Provided records:
*****

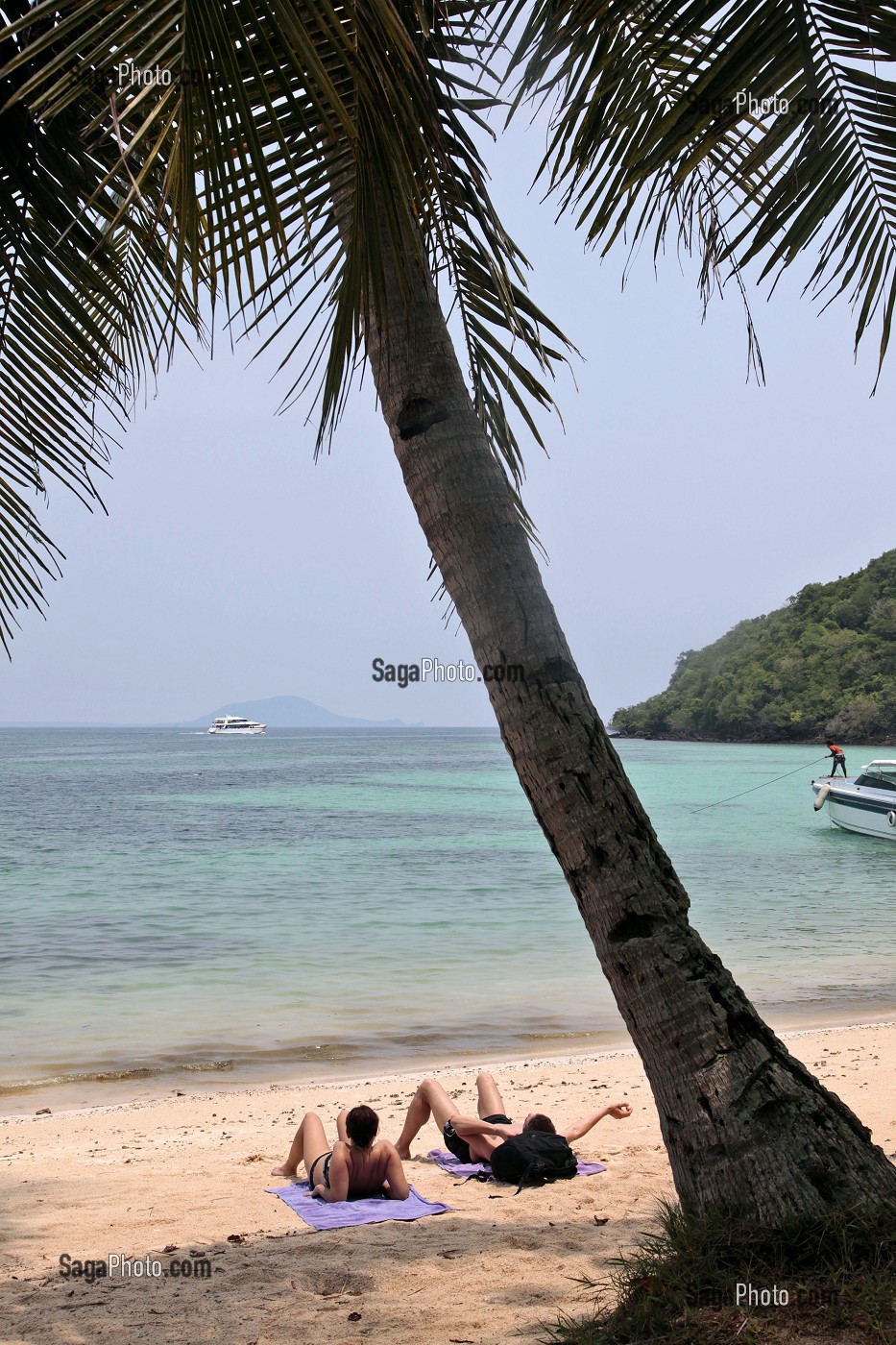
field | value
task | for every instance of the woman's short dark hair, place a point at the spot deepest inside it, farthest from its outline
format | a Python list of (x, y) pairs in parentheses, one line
[(540, 1122), (362, 1125)]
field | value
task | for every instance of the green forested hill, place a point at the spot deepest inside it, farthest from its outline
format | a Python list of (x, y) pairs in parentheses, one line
[(822, 665)]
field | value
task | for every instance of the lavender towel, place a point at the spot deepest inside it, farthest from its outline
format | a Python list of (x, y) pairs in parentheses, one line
[(343, 1213), (453, 1165)]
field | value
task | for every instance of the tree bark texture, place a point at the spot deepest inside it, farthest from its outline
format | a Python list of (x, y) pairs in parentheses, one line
[(745, 1125)]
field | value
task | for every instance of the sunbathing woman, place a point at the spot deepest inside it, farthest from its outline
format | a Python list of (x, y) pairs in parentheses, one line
[(356, 1165), (475, 1138)]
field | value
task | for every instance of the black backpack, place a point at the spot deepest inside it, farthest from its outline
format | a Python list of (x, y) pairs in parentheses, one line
[(533, 1159)]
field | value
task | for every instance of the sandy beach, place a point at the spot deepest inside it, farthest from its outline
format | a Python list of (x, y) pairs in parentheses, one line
[(184, 1177)]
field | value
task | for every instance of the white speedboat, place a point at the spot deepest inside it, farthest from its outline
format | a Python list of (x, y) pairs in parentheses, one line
[(235, 723), (865, 804)]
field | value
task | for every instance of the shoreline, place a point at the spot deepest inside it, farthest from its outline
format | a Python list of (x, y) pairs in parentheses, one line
[(29, 1099), (191, 1174)]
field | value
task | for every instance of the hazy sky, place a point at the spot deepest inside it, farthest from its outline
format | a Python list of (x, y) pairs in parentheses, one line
[(678, 501)]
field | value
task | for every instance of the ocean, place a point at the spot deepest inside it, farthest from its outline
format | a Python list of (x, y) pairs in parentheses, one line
[(180, 910)]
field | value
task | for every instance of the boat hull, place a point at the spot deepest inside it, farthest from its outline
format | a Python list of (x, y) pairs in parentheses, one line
[(853, 810), (231, 733)]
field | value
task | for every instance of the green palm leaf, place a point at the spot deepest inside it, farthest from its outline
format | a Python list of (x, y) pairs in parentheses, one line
[(648, 131), (291, 145)]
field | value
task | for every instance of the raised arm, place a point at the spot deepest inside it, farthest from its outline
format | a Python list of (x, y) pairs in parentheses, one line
[(618, 1110)]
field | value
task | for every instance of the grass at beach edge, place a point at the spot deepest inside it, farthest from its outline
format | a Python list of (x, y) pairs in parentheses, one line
[(677, 1286)]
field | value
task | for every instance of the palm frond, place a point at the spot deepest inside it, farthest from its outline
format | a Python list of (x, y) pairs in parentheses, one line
[(260, 158), (761, 128)]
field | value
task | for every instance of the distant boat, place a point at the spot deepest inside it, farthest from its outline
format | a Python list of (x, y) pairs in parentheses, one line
[(865, 804), (235, 723)]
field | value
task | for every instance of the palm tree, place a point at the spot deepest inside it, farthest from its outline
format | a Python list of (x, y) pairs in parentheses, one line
[(314, 168)]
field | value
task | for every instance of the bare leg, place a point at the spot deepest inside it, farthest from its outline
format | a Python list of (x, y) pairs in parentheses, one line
[(308, 1145), (429, 1100), (490, 1103)]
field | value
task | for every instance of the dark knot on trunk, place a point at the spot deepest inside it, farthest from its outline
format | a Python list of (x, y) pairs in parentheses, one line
[(417, 414)]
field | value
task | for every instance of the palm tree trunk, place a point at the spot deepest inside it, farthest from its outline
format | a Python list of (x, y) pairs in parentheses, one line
[(745, 1125)]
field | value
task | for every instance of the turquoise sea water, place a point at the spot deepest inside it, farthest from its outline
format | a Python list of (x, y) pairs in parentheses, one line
[(175, 903)]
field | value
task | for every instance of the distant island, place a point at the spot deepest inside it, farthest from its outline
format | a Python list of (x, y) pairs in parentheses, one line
[(294, 712), (278, 712), (825, 665)]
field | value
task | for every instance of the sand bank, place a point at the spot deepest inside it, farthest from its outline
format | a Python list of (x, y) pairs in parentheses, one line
[(186, 1177)]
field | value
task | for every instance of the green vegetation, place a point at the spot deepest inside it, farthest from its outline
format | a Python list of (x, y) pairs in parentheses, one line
[(680, 1284), (822, 665)]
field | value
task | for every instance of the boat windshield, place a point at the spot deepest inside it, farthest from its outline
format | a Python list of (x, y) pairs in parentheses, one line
[(879, 775)]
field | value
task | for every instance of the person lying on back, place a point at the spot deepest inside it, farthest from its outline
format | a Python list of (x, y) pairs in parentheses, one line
[(356, 1165), (475, 1138)]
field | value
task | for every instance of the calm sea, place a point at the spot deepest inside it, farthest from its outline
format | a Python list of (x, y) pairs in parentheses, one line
[(177, 907)]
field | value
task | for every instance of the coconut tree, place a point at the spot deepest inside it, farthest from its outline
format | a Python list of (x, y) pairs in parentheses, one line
[(312, 171)]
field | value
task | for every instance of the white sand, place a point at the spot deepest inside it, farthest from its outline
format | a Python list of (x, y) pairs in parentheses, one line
[(190, 1172)]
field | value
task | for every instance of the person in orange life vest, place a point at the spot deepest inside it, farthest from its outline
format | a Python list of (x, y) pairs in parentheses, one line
[(839, 759)]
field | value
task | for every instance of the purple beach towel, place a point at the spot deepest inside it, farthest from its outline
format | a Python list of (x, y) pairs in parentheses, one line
[(345, 1213), (452, 1165)]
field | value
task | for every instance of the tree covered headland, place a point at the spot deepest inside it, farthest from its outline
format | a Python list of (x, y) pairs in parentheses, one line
[(822, 665)]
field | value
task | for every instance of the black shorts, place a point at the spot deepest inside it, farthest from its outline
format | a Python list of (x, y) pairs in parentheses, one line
[(459, 1147)]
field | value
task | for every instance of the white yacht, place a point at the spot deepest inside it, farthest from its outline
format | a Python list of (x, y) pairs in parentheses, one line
[(865, 804), (235, 723)]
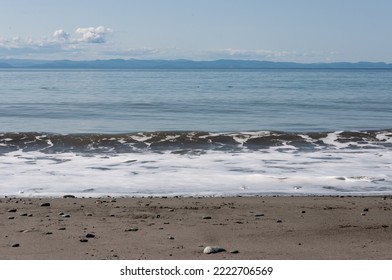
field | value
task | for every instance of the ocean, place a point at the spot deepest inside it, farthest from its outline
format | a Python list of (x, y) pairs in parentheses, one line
[(209, 132)]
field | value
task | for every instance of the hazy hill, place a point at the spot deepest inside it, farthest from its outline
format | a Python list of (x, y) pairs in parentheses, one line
[(186, 64)]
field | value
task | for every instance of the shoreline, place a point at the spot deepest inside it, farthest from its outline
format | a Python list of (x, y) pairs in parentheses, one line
[(151, 228)]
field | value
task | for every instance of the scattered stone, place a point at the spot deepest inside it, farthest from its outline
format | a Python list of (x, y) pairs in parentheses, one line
[(213, 250)]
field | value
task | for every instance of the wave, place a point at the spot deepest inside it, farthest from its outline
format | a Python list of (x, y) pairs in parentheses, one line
[(191, 140)]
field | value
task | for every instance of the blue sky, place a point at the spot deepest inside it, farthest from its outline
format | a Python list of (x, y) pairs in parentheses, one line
[(276, 30)]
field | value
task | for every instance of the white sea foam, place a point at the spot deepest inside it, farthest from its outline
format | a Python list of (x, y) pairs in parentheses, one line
[(277, 170)]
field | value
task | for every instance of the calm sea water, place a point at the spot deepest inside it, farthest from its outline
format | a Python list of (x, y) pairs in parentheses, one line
[(195, 132)]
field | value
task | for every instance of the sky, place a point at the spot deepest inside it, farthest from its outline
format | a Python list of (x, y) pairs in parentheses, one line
[(275, 30)]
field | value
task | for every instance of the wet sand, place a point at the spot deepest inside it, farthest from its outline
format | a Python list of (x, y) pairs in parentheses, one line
[(180, 228)]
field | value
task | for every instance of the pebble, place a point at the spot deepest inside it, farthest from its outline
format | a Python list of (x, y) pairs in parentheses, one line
[(213, 250), (90, 235)]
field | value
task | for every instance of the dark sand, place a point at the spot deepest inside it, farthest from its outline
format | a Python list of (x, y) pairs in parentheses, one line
[(179, 228)]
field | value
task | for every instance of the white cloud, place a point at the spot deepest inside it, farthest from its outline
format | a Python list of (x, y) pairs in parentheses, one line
[(96, 35), (61, 35)]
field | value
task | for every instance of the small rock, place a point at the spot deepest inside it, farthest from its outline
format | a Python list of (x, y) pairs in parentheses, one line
[(213, 250), (90, 235)]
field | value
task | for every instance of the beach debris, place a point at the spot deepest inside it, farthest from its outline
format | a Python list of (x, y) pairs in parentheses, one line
[(213, 250)]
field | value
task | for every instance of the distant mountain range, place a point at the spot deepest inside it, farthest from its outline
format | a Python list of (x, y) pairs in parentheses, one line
[(183, 64)]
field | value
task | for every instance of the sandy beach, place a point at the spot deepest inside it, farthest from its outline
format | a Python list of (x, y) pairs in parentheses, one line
[(180, 228)]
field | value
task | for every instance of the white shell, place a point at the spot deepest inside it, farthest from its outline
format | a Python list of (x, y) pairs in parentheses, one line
[(213, 250)]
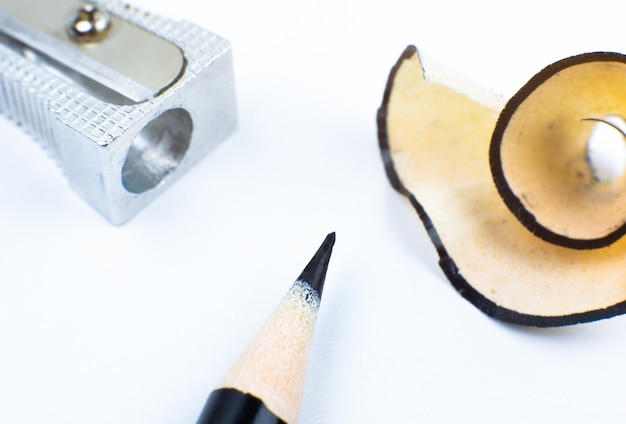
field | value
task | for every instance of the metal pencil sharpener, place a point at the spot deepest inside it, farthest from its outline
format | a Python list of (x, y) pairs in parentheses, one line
[(124, 100)]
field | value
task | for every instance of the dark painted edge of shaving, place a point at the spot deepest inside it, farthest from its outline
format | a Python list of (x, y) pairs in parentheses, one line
[(446, 262)]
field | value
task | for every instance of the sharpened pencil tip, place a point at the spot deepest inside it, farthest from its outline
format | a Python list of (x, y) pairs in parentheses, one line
[(315, 271)]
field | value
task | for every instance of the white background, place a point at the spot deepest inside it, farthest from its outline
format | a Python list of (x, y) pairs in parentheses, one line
[(136, 324)]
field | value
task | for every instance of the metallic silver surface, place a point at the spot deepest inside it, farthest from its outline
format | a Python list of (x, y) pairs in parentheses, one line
[(90, 24), (119, 146)]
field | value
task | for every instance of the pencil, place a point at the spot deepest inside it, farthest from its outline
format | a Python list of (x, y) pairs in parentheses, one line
[(266, 384)]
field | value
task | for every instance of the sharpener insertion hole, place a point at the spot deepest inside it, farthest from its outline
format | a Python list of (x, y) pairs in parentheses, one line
[(157, 150)]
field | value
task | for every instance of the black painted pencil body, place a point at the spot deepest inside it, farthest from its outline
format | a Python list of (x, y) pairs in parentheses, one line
[(265, 386)]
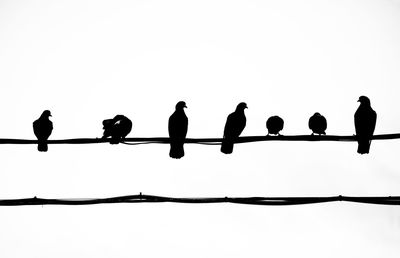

*****

Exercise: Return the entries verbatim from the start of the entries to the line containing "[(678, 501)]", including that line, and leave the pictures out of your answer.

Response:
field | value
task | for every instance of the woman's short dark hair, place a point at the spot deepest inside it, farthest from its outline
format | a Python list of (x, y) pairs in parentheses, one line
[(540, 1122), (362, 1125)]
field | value
task | for every instance of the green forested hill, place a point at the spot deepest inside it, farthest from its outline
format | a Python list of (x, y) pairs in parentheses, one line
[(822, 665)]
field | value
task | for every instance of the lavender towel, place a point at the spot deepest inside it, farthest from its outline
format | a Python list of (x, y) pairs in parentheses, one line
[(343, 1213), (453, 1165)]
field | value
task | for every instance of the tree bark texture, place a point at the spot deepest inside it, farthest from its outline
format | a Python list of (x, y) pairs in parentheses, one line
[(745, 1125)]
field | value
task | for every instance of the sunbathing woman, place a point at the spot deepest inside it, farthest from its outline
format | a Python list of (x, y) pairs in parentheses, one line
[(356, 1165), (475, 1138)]
field | value
task | for every instance of the black backpack, place a point at the spot deepest inside it, farthest from its outline
format | a Python list of (x, y) pairs in parentheses, one line
[(533, 1159)]
field | value
task | for every instance of the sandy beach, place a point at the spot deepest inside it, farthest from its outline
format | a Python list of (x, y) pairs in parentheses, one line
[(184, 1177)]
field | value
task | for every instance of the white speedboat, place a point at the spot deepest inside it, farthest from its outline
format | a Python list of (x, y) pairs in parentheses, one line
[(235, 723), (865, 804)]
field | value
task | for every instance of the shoreline, place a point at the spot deepest inside it, farthest from its outline
format | a Python list of (x, y) pairs in parentheses, one line
[(29, 1099), (191, 1174)]
field | value
task | for every instance of the hazy sky, place a point at the spot deepest inside it, farthest from its outline
format | a Python list of (x, y) pairs in parentheses, one line
[(678, 501)]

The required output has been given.